Description of the task
Rewrite the lines of the data from the one holding "Goal: Detect the bare arm of player" through the one holding "xmin=191 ymin=129 xmax=251 ymax=181", inclusive, as a numbered list, leaving out any blank lines.

Information shown
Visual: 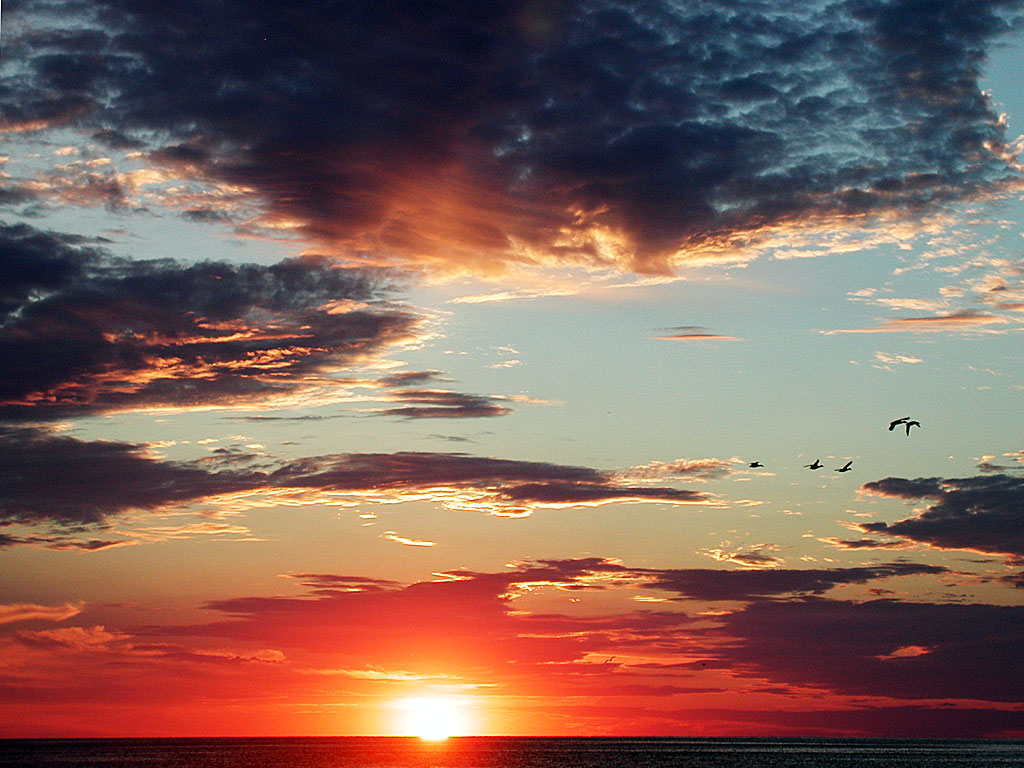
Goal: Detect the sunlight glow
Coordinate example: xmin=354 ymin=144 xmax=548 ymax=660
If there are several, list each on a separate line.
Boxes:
xmin=398 ymin=696 xmax=469 ymax=741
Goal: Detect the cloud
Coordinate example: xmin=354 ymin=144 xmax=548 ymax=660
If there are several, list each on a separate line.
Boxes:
xmin=8 ymin=0 xmax=1017 ymax=272
xmin=0 ymin=427 xmax=714 ymax=528
xmin=382 ymin=530 xmax=436 ymax=547
xmin=824 ymin=310 xmax=1009 ymax=333
xmin=857 ymin=474 xmax=1024 ymax=559
xmin=650 ymin=563 xmax=945 ymax=600
xmin=379 ymin=388 xmax=512 ymax=419
xmin=0 ymin=557 xmax=1024 ymax=735
xmin=651 ymin=326 xmax=739 ymax=341
xmin=0 ymin=428 xmax=256 ymax=528
xmin=0 ymin=603 xmax=83 ymax=624
xmin=0 ymin=226 xmax=421 ymax=420
xmin=622 ymin=459 xmax=732 ymax=482
xmin=716 ymin=598 xmax=1024 ymax=701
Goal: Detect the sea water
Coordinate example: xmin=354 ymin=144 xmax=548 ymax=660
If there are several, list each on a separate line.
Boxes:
xmin=0 ymin=736 xmax=1024 ymax=768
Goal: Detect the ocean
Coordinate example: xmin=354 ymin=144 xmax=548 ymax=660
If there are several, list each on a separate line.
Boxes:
xmin=0 ymin=736 xmax=1024 ymax=768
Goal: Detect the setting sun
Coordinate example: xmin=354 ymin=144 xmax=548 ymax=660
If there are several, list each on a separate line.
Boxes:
xmin=398 ymin=696 xmax=469 ymax=741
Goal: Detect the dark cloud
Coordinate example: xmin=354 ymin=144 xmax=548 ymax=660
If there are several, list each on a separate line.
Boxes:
xmin=0 ymin=224 xmax=101 ymax=319
xmin=651 ymin=563 xmax=946 ymax=600
xmin=0 ymin=225 xmax=420 ymax=420
xmin=6 ymin=0 xmax=1019 ymax=271
xmin=715 ymin=598 xmax=1024 ymax=701
xmin=858 ymin=474 xmax=1024 ymax=559
xmin=147 ymin=558 xmax=1024 ymax=712
xmin=0 ymin=436 xmax=712 ymax=532
xmin=268 ymin=452 xmax=712 ymax=516
xmin=380 ymin=389 xmax=511 ymax=419
xmin=0 ymin=534 xmax=134 ymax=552
xmin=0 ymin=428 xmax=255 ymax=528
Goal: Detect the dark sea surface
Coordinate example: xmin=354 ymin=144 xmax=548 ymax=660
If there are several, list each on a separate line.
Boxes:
xmin=0 ymin=736 xmax=1024 ymax=768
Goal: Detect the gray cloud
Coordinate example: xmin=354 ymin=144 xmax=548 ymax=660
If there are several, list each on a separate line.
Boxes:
xmin=858 ymin=474 xmax=1024 ymax=559
xmin=0 ymin=428 xmax=712 ymax=532
xmin=0 ymin=0 xmax=1019 ymax=271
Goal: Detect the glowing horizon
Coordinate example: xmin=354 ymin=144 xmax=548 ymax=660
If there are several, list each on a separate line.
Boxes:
xmin=0 ymin=0 xmax=1024 ymax=749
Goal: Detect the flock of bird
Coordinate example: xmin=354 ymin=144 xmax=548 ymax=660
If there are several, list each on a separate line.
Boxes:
xmin=746 ymin=416 xmax=921 ymax=472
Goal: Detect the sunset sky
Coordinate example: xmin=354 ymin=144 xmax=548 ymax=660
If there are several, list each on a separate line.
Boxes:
xmin=0 ymin=0 xmax=1024 ymax=737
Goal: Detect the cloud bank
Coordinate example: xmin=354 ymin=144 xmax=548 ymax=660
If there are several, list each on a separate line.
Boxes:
xmin=0 ymin=0 xmax=1019 ymax=272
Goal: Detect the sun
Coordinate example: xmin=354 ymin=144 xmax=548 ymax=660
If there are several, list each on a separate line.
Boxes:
xmin=398 ymin=696 xmax=469 ymax=741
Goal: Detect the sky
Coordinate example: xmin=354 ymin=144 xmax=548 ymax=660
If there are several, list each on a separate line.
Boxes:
xmin=0 ymin=0 xmax=1024 ymax=737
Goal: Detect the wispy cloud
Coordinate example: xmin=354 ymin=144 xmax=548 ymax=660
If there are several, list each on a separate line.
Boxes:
xmin=0 ymin=0 xmax=1018 ymax=273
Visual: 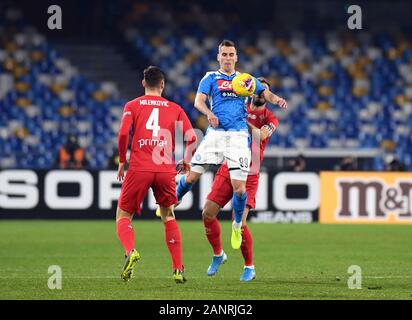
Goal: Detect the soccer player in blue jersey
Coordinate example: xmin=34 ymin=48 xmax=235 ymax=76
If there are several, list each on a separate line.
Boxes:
xmin=177 ymin=40 xmax=287 ymax=255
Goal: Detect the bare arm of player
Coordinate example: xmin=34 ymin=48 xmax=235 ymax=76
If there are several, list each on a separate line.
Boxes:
xmin=247 ymin=122 xmax=277 ymax=141
xmin=195 ymin=92 xmax=219 ymax=128
xmin=263 ymin=89 xmax=288 ymax=109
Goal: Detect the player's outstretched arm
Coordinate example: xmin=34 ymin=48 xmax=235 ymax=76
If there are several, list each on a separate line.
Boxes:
xmin=263 ymin=89 xmax=288 ymax=109
xmin=195 ymin=92 xmax=219 ymax=128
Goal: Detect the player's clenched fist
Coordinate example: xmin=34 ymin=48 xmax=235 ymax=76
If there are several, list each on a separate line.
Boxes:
xmin=176 ymin=160 xmax=191 ymax=174
xmin=207 ymin=112 xmax=219 ymax=129
xmin=117 ymin=162 xmax=126 ymax=182
xmin=277 ymin=98 xmax=288 ymax=109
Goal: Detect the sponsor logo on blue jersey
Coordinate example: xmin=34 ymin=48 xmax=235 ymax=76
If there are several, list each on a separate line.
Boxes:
xmin=197 ymin=71 xmax=265 ymax=131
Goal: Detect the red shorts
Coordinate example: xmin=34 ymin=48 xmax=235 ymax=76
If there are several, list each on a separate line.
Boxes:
xmin=118 ymin=169 xmax=177 ymax=214
xmin=207 ymin=165 xmax=259 ymax=209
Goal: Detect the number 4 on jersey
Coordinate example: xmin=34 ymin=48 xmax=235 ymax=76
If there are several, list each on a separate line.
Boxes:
xmin=146 ymin=108 xmax=160 ymax=137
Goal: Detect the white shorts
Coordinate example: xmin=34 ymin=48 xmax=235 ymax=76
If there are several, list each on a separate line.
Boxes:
xmin=191 ymin=129 xmax=251 ymax=181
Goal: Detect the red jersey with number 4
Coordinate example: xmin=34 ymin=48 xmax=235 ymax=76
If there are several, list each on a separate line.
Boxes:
xmin=118 ymin=95 xmax=196 ymax=172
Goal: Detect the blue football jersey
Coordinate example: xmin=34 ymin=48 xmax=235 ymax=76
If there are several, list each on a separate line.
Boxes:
xmin=197 ymin=71 xmax=265 ymax=131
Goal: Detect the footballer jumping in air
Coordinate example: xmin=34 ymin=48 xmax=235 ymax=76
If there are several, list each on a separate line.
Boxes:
xmin=202 ymin=78 xmax=279 ymax=281
xmin=116 ymin=66 xmax=196 ymax=283
xmin=171 ymin=40 xmax=287 ymax=249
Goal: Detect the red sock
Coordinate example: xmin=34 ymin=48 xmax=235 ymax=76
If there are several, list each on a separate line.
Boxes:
xmin=240 ymin=226 xmax=253 ymax=267
xmin=165 ymin=219 xmax=183 ymax=270
xmin=117 ymin=218 xmax=134 ymax=255
xmin=203 ymin=218 xmax=222 ymax=255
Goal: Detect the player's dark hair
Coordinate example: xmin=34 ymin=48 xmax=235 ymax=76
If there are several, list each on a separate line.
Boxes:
xmin=143 ymin=66 xmax=165 ymax=88
xmin=256 ymin=77 xmax=270 ymax=89
xmin=219 ymin=39 xmax=236 ymax=51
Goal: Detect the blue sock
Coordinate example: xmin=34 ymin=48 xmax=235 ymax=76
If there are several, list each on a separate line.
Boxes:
xmin=176 ymin=176 xmax=193 ymax=201
xmin=232 ymin=192 xmax=247 ymax=223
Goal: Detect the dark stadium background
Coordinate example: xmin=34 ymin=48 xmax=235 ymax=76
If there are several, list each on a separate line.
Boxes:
xmin=0 ymin=0 xmax=412 ymax=222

Written solution
1. Goal: Detect the bare arm of player
2. Coordinate example: xmin=34 ymin=48 xmax=235 ymax=76
3. If there are several, list each on a separate line.
4. Boxes:
5. xmin=247 ymin=122 xmax=277 ymax=141
6. xmin=195 ymin=92 xmax=219 ymax=128
7. xmin=263 ymin=89 xmax=288 ymax=109
8. Goal: Detect the player's outstretched arm
9. Coordinate example: xmin=34 ymin=48 xmax=235 ymax=76
10. If there are several, list each on a separate line.
11. Boxes:
12. xmin=263 ymin=89 xmax=288 ymax=109
13. xmin=195 ymin=92 xmax=219 ymax=128
14. Goal: Detect the player's clenched fist
15. Coordinate example: xmin=34 ymin=48 xmax=235 ymax=76
16. If there are several, list each on a separate line.
17. Boxes:
18. xmin=176 ymin=160 xmax=191 ymax=174
19. xmin=207 ymin=112 xmax=219 ymax=129
20. xmin=117 ymin=162 xmax=126 ymax=182
21. xmin=277 ymin=98 xmax=288 ymax=109
22. Goal: Detect the sponsor logo on blue jersey
23. Coordinate example: xmin=34 ymin=48 xmax=235 ymax=76
24. If there are several, list each on a separate line.
25. Boxes:
26. xmin=197 ymin=71 xmax=265 ymax=131
27. Goal: Detect the red shorts
28. Coordinate example: xmin=34 ymin=48 xmax=235 ymax=76
29. If there are several, list each on a separate line.
30. Boxes:
31. xmin=118 ymin=169 xmax=177 ymax=214
32. xmin=207 ymin=165 xmax=259 ymax=209
33. Goal: Detect the number 4 on jersey
34. Coordinate example: xmin=34 ymin=48 xmax=235 ymax=76
35. If there are several, list each on a separate line.
36. Boxes:
37. xmin=146 ymin=108 xmax=160 ymax=137
38. Goal: Detect the white shorts
39. Coordinate example: xmin=34 ymin=48 xmax=235 ymax=76
40. If there are several, list each on a separate line.
41. Boxes:
42. xmin=191 ymin=129 xmax=251 ymax=181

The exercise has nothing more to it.